Data provided:
-=-=-=-=-

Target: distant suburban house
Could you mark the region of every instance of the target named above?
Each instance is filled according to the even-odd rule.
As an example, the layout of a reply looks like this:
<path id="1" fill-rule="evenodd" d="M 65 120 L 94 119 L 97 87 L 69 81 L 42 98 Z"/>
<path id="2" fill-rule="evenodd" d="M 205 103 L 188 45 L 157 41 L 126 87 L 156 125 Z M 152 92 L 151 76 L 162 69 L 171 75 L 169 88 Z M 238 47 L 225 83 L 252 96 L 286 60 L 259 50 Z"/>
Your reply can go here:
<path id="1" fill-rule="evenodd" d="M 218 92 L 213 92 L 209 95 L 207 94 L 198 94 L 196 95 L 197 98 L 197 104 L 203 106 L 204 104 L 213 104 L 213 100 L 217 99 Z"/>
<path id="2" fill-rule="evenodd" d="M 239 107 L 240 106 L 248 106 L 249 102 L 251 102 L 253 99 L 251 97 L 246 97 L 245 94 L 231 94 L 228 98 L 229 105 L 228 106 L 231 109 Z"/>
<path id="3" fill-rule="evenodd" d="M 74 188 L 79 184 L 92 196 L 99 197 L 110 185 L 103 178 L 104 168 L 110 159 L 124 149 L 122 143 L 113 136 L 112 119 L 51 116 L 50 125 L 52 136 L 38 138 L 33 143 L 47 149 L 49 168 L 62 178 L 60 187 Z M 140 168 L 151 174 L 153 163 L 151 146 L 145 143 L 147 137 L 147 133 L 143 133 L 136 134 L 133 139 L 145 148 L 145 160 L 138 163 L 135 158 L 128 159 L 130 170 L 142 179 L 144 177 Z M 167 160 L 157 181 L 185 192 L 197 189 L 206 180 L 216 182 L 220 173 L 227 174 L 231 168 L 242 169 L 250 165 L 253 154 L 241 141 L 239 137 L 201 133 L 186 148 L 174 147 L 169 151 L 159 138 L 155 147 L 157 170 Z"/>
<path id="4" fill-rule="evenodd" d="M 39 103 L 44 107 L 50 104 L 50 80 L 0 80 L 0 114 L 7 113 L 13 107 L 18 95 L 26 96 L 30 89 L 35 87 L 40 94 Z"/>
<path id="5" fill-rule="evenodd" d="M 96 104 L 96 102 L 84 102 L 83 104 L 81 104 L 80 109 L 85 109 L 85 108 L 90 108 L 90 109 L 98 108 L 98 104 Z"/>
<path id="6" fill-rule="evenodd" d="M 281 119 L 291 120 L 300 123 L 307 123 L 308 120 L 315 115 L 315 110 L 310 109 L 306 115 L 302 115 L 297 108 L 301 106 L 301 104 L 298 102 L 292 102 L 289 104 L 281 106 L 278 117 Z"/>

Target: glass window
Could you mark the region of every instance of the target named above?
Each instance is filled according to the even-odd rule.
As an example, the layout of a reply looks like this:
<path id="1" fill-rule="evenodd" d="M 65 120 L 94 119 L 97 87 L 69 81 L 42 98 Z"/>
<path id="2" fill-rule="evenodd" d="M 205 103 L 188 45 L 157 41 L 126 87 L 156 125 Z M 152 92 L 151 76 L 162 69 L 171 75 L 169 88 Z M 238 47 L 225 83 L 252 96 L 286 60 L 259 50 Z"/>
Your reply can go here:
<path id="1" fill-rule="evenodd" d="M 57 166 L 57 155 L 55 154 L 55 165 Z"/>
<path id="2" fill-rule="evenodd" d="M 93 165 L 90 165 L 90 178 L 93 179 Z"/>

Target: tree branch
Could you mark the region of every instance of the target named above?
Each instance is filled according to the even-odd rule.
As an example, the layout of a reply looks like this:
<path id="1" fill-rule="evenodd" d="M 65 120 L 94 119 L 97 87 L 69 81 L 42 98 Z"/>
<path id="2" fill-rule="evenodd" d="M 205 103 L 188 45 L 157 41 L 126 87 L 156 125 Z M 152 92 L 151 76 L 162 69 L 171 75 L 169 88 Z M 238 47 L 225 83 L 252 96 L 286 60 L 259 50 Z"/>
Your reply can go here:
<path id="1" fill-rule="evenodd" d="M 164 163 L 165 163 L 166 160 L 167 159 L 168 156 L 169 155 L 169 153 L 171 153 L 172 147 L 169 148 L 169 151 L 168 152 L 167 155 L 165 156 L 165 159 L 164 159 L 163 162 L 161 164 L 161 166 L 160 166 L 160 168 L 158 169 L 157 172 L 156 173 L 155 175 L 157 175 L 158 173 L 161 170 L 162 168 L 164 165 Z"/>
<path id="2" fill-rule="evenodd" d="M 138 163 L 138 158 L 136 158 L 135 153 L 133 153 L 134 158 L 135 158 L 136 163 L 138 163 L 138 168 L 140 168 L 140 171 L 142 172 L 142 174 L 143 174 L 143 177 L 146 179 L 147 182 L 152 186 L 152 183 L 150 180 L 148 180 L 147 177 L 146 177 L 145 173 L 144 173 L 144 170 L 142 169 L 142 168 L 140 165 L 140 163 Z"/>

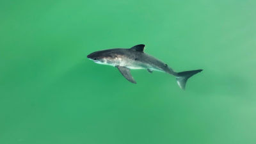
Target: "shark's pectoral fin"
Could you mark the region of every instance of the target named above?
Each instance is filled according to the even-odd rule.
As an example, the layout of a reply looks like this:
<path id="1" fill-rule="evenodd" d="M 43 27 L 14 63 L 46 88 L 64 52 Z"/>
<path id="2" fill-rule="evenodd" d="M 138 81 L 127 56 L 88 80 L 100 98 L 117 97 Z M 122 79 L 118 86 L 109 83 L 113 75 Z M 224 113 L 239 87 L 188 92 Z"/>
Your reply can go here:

-=-=-=-=-

Written problem: Rewrite each line of the listing above as an item in a numbered list. Drop the blank lines and leave the picture out.

Written solution:
1. Target: distant suburban house
2. Could you mark the region of every instance of the target named above?
3. Each instance is filled according to the even-odd rule.
4. As an example, the layout of a reply looks like this:
5. <path id="1" fill-rule="evenodd" d="M 65 120 L 94 119 L 97 87 L 69 81 L 42 98 Z"/>
6. <path id="2" fill-rule="evenodd" d="M 205 103 L 188 45 L 157 41 L 126 87 L 156 125 Z M 152 92 L 151 76 L 162 69 L 171 75 L 169 88 Z M 238 47 L 225 83 L 252 96 L 286 60 L 259 50 Z"/>
7. Your reply can go here:
8. <path id="1" fill-rule="evenodd" d="M 218 92 L 213 92 L 209 95 L 207 94 L 198 94 L 196 95 L 197 98 L 197 104 L 203 106 L 204 104 L 213 104 L 213 100 L 217 99 Z"/>
9. <path id="2" fill-rule="evenodd" d="M 239 107 L 240 106 L 248 106 L 249 102 L 251 102 L 253 99 L 251 97 L 246 97 L 245 94 L 231 94 L 228 98 L 229 105 L 228 106 L 231 109 Z"/>
10. <path id="3" fill-rule="evenodd" d="M 74 188 L 79 184 L 92 196 L 99 197 L 110 185 L 103 178 L 104 168 L 110 159 L 124 149 L 122 143 L 113 136 L 112 119 L 51 116 L 50 125 L 52 136 L 38 138 L 33 143 L 47 149 L 49 168 L 62 178 L 60 187 Z M 140 168 L 151 174 L 153 163 L 151 146 L 145 143 L 147 137 L 147 133 L 143 133 L 136 134 L 133 139 L 145 148 L 145 160 L 138 163 L 135 158 L 128 159 L 130 170 L 142 179 L 144 177 Z M 167 160 L 157 181 L 185 192 L 197 189 L 206 180 L 216 182 L 220 173 L 227 174 L 231 168 L 242 169 L 250 165 L 253 154 L 241 141 L 239 137 L 201 133 L 186 148 L 174 147 L 169 151 L 159 138 L 155 147 L 157 170 Z"/>
11. <path id="4" fill-rule="evenodd" d="M 39 103 L 44 107 L 50 104 L 50 80 L 0 80 L 0 114 L 7 113 L 13 107 L 18 95 L 26 96 L 30 89 L 35 87 L 40 94 Z"/>
12. <path id="5" fill-rule="evenodd" d="M 96 104 L 96 102 L 84 102 L 83 104 L 81 104 L 80 109 L 85 109 L 85 108 L 90 108 L 90 109 L 98 108 L 98 104 Z"/>
13. <path id="6" fill-rule="evenodd" d="M 281 119 L 291 120 L 300 123 L 307 123 L 308 120 L 315 115 L 315 110 L 310 109 L 306 115 L 302 115 L 297 108 L 301 106 L 301 104 L 298 102 L 292 102 L 289 104 L 281 106 L 278 117 Z"/>
14. Target: glass window
15. Could you mark the region of every instance of the target named above?
16. Each instance is filled according to the even-odd rule.
17. As an example, the layout of a reply looks like this:
18. <path id="1" fill-rule="evenodd" d="M 65 120 L 94 119 L 97 87 L 69 81 L 42 98 Z"/>
19. <path id="2" fill-rule="evenodd" d="M 205 103 L 188 45 L 157 41 L 126 87 L 156 125 Z M 152 92 L 151 76 L 162 69 L 171 75 L 169 88 Z M 238 47 L 225 83 L 252 96 L 286 60 L 259 50 Z"/>
20. Your reply can go here:
21. <path id="1" fill-rule="evenodd" d="M 57 166 L 57 155 L 55 154 L 55 165 Z"/>
22. <path id="2" fill-rule="evenodd" d="M 93 165 L 90 165 L 90 178 L 93 179 Z"/>
23. Target: tree branch
24. Could you mark the region of every instance of the target named above?
25. Each instance is filled according to the even-odd rule.
26. As an example, the layout of a reply looks like this:
27. <path id="1" fill-rule="evenodd" d="M 65 120 L 94 119 L 97 87 L 69 81 L 42 98 Z"/>
28. <path id="2" fill-rule="evenodd" d="M 205 103 L 188 45 L 157 41 L 126 87 L 156 125 Z M 152 92 L 151 76 L 162 69 L 171 75 L 169 88 Z M 238 47 L 225 83 L 252 96 L 286 60 L 259 50 Z"/>
29. Your reply can go here:
30. <path id="1" fill-rule="evenodd" d="M 164 163 L 165 163 L 166 160 L 167 159 L 168 156 L 169 155 L 169 153 L 171 153 L 172 147 L 169 148 L 169 151 L 168 152 L 167 155 L 165 156 L 165 159 L 164 159 L 163 162 L 161 164 L 161 166 L 160 166 L 160 168 L 158 169 L 157 172 L 156 173 L 155 175 L 157 175 L 158 173 L 161 170 L 162 168 L 164 165 Z"/>
31. <path id="2" fill-rule="evenodd" d="M 138 163 L 138 158 L 136 158 L 135 153 L 133 153 L 134 158 L 135 158 L 136 163 L 138 163 L 138 168 L 140 168 L 140 171 L 142 172 L 142 174 L 143 174 L 143 177 L 146 179 L 147 182 L 152 186 L 152 183 L 150 180 L 148 180 L 147 177 L 146 177 L 145 173 L 144 173 L 144 170 L 142 169 L 142 168 L 140 165 L 140 163 Z"/>
32. Target: "shark's pectoral fin"
33. Could you mark the region of every instance of the target named above?
34. Each instance is filled according to the even-odd rule.
35. As an example, the layout of a reply looks like this:
36. <path id="1" fill-rule="evenodd" d="M 43 27 L 14 63 L 46 88 L 64 52 Z"/>
37. <path id="2" fill-rule="evenodd" d="M 138 81 L 127 56 L 88 80 L 100 98 L 117 97 Z M 122 79 L 118 86 L 109 83 L 113 75 Z M 224 113 L 239 87 L 188 92 Z"/>
38. Your reply can go here:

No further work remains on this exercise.